AIM OF THE TASK - Give the entries back exactly, dropping each image.

MATERIAL TO PROCESS -
-------------------------

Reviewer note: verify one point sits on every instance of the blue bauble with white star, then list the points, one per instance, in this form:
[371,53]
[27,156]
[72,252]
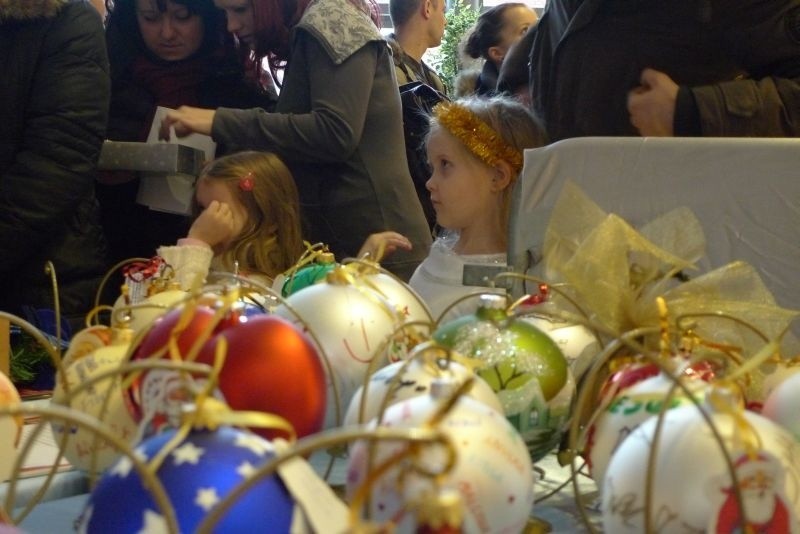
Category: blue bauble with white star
[197,474]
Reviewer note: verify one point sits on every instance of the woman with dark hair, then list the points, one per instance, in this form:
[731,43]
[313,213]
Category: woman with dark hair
[495,31]
[165,53]
[337,124]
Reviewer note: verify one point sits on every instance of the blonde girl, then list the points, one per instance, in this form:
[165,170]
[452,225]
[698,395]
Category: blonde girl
[475,149]
[248,214]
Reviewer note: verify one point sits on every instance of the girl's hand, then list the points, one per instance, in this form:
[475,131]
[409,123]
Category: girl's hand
[378,246]
[187,120]
[214,226]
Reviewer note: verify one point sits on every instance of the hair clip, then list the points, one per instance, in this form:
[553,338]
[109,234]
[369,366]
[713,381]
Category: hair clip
[246,182]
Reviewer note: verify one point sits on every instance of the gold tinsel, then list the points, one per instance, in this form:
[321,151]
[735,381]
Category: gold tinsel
[479,138]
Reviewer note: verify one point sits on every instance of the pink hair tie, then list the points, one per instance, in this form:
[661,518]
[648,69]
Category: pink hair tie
[246,182]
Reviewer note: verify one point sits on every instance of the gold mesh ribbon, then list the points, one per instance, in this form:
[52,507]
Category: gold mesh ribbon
[617,272]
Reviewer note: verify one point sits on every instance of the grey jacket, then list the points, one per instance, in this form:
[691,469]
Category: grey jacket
[338,126]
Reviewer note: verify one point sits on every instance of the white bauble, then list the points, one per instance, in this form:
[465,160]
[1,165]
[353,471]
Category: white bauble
[493,471]
[82,444]
[415,380]
[783,405]
[631,407]
[348,324]
[692,488]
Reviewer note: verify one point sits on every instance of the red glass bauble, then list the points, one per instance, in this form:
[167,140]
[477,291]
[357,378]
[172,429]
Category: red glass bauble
[272,367]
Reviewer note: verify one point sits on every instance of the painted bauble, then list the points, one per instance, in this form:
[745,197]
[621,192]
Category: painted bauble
[578,344]
[385,387]
[143,314]
[777,376]
[272,367]
[196,475]
[523,365]
[349,323]
[783,405]
[692,488]
[154,396]
[10,428]
[493,471]
[85,342]
[83,449]
[628,409]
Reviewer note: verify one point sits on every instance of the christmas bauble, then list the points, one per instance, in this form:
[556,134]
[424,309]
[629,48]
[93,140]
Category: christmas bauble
[83,449]
[349,321]
[493,471]
[522,365]
[272,367]
[692,488]
[385,387]
[779,373]
[155,396]
[783,405]
[578,344]
[629,408]
[307,275]
[10,428]
[196,475]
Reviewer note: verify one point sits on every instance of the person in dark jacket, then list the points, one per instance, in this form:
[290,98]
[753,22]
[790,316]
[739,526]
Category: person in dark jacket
[495,31]
[54,93]
[646,67]
[165,53]
[337,124]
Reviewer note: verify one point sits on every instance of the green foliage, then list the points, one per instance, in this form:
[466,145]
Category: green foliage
[460,20]
[27,358]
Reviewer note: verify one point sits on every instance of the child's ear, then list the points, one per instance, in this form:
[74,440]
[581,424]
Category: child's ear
[503,176]
[497,54]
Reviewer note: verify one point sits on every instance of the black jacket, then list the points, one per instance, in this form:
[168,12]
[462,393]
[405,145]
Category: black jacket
[215,78]
[54,90]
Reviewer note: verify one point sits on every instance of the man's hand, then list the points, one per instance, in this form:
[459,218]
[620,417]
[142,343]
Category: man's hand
[652,104]
[378,246]
[187,120]
[214,226]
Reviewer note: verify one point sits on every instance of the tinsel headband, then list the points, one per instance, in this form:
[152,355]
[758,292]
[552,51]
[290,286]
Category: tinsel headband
[479,138]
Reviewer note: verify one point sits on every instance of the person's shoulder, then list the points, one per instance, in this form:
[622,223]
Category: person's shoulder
[340,26]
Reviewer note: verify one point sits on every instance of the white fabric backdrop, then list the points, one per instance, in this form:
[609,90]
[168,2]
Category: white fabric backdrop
[745,192]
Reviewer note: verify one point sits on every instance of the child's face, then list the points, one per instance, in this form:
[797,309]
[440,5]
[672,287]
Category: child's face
[460,186]
[209,190]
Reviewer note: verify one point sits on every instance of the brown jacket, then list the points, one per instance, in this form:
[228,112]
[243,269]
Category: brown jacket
[737,62]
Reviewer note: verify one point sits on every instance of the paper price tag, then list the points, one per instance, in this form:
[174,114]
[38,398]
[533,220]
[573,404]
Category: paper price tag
[324,511]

-------------------------

RESULT OF THE EXERCISE -
Reviewer note: verify one point sits on every instance of the blue bauble with white star, then list the points, one per instance, in this form:
[371,53]
[27,156]
[72,252]
Category: blue bauble with white star
[197,474]
Reviewer note: verify one point sits on every instance of the woman with dark hair, then list the points, one per instance, in this form:
[731,43]
[313,213]
Category: woman with dark hair
[495,31]
[165,53]
[337,124]
Reviewer note: verify one point sits on every instance of the blonde girl, then list the points, one per instance, in this form:
[165,170]
[452,225]
[698,395]
Category: blonde girl
[475,149]
[248,214]
Reviewer note: verify one point sits on every instance of the girl's hand, then list the points, one per instance, in this form:
[475,131]
[409,123]
Category: girl's hand
[378,246]
[187,120]
[214,226]
Reviewer note: verify one point sits on every instance of the hair clip, then list the points, one per instance, in this form:
[553,338]
[109,234]
[369,366]
[713,381]
Category: hair clip
[246,182]
Reviewer note: verify one point sits on every instance of the gold tinsel, then list the points, one per instance, in this form:
[321,151]
[735,381]
Category: gold tinsel
[479,138]
Reviewer note: verify one point sits on every instance of the pink hair tie, then list the points, one per instance, in this form:
[661,518]
[648,69]
Category: pink hair tie
[246,182]
Reviewer note: verify one point sits on every instance of the gold mesh ribbon, then list the points, one per instance, in this form:
[52,507]
Category: gold mesh ribbon
[617,272]
Reviewer note: verify one point sits on every instance of the grey jacket, then list the points, one per instance, in this form:
[691,469]
Category: grey jacket
[338,126]
Reviewer note: verify one point sits on every instance of the white bauble, then list the points, one per instance, in this form:
[465,160]
[1,165]
[353,471]
Category: white bauble
[493,471]
[82,444]
[415,380]
[783,405]
[631,407]
[348,324]
[692,488]
Reviewer note: verify one point sits on every instance of the red glass bauble, then list the points, one per instance, in this form:
[167,140]
[477,291]
[357,378]
[172,429]
Category: red glass bauble
[272,367]
Reviewer note: verify one point sits on every instance of the painted bauble, then list the points, one per instance, in this form:
[745,197]
[621,192]
Category: painted bauble
[578,344]
[385,387]
[143,314]
[777,376]
[272,367]
[196,475]
[523,365]
[349,323]
[783,405]
[692,488]
[154,396]
[10,428]
[493,471]
[85,342]
[83,449]
[628,409]
Reviewer note: verify one point sits on every instance of the christmas bauble, then list the points, one per instance, in this form:
[556,134]
[424,309]
[629,48]
[93,140]
Category: christmas bauble
[83,449]
[349,321]
[493,471]
[522,365]
[272,367]
[692,488]
[385,387]
[779,373]
[155,396]
[783,405]
[578,344]
[629,408]
[307,275]
[10,428]
[196,475]
Reviewer note: verify one point sits on every instance of the person in dark jacket, then list the points, one per instance, in this form:
[290,98]
[753,22]
[790,316]
[739,526]
Category: person in dark jacket
[495,31]
[54,93]
[646,67]
[165,53]
[337,124]
Reviewer note: verify one point sits on every instance of the green foliage, then list the points, one per instance, in this form:
[466,145]
Category: green foliage
[460,20]
[27,358]
Reviewer note: verify one point sits on every instance of the child's ear, then list the points, one per instance, in this form:
[74,440]
[581,424]
Category: child's ear
[503,176]
[497,54]
Reviewer note: verify one point sits on every instance of the black jacket, then list the points, one per instance, in this form:
[168,12]
[462,393]
[405,145]
Category: black jacket
[215,78]
[54,90]
Reviewer note: verify one point sits on every instance of the man's hand, then list the points, one per instance, in this form:
[459,218]
[620,417]
[142,343]
Category: man's hand
[652,104]
[378,246]
[187,120]
[214,226]
Reviewer note: verify one point sits on every instance of the tinsel headband, then list the points, one per instance, in this form:
[152,355]
[758,292]
[552,51]
[290,286]
Category: tinsel headband
[479,138]
Reviewer note: verify one point sits on every instance of the person's shoulder, then list the points, one per instance, in this form:
[622,223]
Category: person's shoulder
[340,26]
Reviewer note: verify one point sits on every instance of the white fabric backdrop, then list the points, one per instance, in this form:
[609,90]
[168,2]
Category: white fabric backdrop
[745,192]
Reviewer note: verify one point sits on every instance of the child's face, then list the points, one per instance, in this form:
[797,309]
[440,5]
[672,287]
Category: child's face
[460,186]
[209,190]
Reviewer note: verify one point sits on every instance of the brown jacket, then list the points, one per instance, in this form:
[228,112]
[243,269]
Category: brown jacket
[737,62]
Reviewer note: verify one point sits on every instance of the paper price tag, then list the points, one per instance, in this form:
[174,114]
[38,398]
[533,220]
[573,404]
Category: paper price tag
[324,511]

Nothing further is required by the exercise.